Work instructions
Whenever a line below mentions the word "hockey", that line should be copied.

**** Task data ****

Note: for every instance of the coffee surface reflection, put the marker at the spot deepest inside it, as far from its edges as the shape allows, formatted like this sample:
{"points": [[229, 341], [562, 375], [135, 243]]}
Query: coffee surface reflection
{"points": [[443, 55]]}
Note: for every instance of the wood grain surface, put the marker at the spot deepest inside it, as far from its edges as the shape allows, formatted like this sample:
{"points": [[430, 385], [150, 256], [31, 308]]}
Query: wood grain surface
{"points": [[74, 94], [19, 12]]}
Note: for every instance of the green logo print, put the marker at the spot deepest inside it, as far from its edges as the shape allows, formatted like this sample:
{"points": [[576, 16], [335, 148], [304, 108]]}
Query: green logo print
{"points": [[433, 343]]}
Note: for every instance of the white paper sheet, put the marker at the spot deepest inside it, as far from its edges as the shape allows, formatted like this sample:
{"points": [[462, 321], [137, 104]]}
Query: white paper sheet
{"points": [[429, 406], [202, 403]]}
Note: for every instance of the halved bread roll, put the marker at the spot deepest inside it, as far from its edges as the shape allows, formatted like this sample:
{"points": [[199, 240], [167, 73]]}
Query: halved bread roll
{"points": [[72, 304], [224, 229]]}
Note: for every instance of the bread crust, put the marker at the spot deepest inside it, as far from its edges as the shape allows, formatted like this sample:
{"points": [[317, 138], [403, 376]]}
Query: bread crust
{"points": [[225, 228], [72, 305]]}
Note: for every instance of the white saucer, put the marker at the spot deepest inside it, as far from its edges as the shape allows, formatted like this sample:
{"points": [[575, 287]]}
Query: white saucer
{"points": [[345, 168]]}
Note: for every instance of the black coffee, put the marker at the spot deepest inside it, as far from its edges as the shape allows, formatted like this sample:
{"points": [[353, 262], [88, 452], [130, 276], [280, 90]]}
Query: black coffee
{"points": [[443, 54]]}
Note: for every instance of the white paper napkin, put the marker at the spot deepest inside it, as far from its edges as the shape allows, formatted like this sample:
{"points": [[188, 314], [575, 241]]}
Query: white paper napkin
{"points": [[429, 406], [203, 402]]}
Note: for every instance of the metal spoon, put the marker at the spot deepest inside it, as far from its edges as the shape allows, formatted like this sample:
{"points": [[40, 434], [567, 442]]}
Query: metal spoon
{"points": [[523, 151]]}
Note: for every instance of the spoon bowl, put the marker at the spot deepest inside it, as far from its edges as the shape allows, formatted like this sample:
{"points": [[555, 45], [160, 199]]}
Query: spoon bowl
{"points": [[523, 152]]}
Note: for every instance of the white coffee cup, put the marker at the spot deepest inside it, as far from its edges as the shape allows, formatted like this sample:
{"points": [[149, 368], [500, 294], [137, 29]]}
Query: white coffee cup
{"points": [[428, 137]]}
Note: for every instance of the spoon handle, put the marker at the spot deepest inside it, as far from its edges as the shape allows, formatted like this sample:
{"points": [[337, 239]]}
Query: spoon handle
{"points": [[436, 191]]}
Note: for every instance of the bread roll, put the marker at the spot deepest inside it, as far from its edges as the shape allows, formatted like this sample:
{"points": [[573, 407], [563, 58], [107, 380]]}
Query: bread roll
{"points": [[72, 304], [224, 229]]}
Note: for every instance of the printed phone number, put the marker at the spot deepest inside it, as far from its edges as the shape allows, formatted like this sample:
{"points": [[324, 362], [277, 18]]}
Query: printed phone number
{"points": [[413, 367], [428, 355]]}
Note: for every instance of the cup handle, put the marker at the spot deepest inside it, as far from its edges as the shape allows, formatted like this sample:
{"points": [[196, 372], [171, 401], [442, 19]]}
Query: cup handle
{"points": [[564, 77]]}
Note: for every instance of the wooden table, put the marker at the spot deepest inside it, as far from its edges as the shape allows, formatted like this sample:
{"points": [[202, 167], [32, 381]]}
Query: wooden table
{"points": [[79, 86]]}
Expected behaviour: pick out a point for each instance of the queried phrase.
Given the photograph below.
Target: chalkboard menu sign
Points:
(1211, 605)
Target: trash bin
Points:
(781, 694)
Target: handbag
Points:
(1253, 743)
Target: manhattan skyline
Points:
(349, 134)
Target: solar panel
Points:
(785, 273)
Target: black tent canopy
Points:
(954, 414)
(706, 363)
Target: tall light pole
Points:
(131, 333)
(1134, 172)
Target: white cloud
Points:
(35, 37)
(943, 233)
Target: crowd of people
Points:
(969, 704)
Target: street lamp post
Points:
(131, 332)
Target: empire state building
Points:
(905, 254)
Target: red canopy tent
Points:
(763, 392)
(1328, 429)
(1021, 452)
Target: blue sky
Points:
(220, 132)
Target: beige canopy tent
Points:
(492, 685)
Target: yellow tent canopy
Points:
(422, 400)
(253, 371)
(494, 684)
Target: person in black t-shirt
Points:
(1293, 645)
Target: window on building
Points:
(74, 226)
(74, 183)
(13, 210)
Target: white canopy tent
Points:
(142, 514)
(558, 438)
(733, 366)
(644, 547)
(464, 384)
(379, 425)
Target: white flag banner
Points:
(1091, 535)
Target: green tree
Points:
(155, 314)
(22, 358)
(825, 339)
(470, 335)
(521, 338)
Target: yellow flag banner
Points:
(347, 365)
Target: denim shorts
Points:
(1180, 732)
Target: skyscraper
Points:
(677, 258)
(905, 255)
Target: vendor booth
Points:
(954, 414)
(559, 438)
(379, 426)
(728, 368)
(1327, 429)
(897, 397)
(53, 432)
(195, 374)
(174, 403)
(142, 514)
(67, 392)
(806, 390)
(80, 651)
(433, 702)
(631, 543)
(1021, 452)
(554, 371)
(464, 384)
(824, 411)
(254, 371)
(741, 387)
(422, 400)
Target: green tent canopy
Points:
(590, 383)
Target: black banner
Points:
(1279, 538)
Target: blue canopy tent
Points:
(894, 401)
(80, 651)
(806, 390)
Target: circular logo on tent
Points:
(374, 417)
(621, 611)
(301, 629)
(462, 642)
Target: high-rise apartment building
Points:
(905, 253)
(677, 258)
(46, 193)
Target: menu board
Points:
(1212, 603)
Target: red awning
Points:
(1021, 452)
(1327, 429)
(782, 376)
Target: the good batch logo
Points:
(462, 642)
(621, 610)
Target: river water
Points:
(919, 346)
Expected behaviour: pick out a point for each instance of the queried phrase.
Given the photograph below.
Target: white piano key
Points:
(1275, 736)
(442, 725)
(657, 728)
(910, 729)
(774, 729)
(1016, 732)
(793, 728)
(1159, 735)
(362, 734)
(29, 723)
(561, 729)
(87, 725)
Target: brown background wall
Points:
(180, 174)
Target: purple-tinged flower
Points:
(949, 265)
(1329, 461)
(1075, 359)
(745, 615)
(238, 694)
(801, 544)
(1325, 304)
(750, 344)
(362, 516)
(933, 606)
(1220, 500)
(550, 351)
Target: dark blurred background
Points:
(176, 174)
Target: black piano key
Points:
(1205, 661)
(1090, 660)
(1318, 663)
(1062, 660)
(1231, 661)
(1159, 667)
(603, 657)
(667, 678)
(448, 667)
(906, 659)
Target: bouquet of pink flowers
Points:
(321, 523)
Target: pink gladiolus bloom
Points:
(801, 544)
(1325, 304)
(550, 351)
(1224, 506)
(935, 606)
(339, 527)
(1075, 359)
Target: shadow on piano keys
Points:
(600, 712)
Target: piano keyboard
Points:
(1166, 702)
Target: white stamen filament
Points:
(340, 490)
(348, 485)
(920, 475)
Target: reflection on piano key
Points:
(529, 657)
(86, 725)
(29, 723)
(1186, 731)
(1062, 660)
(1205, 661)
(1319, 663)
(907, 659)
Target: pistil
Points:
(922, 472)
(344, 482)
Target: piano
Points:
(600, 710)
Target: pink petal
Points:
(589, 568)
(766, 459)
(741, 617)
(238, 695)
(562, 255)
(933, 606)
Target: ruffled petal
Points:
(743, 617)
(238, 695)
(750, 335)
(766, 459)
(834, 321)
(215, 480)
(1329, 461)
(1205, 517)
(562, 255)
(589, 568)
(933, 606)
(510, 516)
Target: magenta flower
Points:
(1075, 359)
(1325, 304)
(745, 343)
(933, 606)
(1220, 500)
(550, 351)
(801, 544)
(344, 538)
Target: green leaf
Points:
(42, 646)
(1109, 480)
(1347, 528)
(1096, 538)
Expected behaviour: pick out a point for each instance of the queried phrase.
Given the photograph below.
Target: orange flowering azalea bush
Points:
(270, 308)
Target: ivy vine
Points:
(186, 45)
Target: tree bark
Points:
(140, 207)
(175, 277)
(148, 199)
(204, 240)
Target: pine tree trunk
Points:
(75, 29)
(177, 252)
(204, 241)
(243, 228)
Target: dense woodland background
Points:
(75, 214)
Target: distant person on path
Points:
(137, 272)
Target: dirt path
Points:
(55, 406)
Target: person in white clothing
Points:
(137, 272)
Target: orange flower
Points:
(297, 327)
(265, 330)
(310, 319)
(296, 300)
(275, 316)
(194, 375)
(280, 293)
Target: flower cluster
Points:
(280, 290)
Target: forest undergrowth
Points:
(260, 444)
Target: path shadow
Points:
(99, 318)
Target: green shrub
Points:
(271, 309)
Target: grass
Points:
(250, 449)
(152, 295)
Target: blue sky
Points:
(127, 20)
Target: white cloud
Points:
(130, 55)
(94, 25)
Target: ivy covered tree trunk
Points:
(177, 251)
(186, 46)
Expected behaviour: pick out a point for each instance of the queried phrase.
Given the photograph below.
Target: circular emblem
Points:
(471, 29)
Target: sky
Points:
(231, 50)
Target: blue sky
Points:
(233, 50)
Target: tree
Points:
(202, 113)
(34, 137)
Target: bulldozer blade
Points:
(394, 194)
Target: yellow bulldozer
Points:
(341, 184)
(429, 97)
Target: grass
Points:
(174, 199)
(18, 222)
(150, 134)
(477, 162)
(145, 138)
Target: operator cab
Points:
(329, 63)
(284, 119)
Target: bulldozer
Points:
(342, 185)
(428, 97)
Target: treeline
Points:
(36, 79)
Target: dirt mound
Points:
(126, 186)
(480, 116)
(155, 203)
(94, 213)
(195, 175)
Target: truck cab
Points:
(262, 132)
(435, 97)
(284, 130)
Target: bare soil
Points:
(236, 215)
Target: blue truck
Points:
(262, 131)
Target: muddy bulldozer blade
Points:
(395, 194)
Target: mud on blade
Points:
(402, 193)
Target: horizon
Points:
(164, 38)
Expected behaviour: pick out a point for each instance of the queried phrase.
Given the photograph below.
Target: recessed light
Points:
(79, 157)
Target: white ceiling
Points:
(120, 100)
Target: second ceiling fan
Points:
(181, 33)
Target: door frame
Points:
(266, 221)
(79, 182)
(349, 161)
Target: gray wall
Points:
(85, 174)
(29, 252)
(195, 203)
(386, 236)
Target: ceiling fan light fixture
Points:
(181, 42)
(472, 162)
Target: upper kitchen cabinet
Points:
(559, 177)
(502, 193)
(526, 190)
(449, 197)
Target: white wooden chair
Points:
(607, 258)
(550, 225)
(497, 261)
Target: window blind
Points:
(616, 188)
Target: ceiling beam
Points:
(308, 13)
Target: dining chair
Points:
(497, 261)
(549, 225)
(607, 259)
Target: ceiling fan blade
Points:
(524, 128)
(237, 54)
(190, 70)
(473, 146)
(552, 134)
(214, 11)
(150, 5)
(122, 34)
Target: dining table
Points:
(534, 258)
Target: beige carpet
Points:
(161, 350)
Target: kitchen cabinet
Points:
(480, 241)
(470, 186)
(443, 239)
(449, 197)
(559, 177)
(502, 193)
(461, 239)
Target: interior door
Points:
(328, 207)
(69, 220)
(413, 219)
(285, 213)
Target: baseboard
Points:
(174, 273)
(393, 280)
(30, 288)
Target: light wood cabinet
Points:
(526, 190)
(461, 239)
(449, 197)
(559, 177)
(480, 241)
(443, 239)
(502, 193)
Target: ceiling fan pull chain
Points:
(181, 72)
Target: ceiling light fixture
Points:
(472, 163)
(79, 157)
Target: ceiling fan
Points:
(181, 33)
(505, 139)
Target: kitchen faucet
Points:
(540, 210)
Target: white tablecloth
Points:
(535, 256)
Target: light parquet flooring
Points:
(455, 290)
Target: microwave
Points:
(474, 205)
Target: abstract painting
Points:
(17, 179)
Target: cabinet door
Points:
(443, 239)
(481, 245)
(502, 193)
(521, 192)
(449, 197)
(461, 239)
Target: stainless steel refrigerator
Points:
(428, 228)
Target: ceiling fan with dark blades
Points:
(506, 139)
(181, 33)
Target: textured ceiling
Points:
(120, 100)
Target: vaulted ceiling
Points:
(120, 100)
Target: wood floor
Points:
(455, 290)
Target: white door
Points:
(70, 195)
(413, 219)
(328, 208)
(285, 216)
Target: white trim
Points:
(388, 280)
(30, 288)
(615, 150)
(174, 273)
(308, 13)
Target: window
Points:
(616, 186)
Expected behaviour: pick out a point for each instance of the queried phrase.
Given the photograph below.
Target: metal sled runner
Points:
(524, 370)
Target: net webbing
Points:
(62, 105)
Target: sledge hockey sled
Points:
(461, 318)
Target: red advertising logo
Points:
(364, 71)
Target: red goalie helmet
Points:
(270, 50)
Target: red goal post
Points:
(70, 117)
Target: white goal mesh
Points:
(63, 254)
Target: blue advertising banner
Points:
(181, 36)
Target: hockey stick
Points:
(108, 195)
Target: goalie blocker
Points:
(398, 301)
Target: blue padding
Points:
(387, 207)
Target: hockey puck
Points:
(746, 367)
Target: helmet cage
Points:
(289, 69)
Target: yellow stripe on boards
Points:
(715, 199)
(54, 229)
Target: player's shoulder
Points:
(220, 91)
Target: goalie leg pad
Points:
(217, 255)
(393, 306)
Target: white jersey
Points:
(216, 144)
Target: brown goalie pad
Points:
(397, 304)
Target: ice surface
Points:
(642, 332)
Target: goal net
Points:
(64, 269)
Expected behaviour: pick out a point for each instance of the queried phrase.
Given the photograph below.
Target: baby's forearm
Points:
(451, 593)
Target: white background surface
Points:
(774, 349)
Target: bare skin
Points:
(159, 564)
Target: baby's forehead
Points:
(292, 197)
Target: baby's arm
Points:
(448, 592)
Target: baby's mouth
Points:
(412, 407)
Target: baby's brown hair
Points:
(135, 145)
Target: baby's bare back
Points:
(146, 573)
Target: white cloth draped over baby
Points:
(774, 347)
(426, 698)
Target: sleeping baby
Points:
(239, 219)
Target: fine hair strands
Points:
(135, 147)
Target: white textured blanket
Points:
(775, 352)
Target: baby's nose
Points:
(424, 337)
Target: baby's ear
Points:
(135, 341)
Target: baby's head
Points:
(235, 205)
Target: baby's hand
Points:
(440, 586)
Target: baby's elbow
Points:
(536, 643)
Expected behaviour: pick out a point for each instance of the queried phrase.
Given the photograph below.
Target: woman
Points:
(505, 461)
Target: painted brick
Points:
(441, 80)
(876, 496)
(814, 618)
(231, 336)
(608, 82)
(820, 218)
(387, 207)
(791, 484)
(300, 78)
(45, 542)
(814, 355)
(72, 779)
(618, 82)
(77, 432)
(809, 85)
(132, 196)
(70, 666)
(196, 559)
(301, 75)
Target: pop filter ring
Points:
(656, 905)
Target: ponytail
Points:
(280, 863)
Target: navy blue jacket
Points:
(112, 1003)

****

Task result
Target: sledge hockey sled
Target: hockey stick
Target: hockey puck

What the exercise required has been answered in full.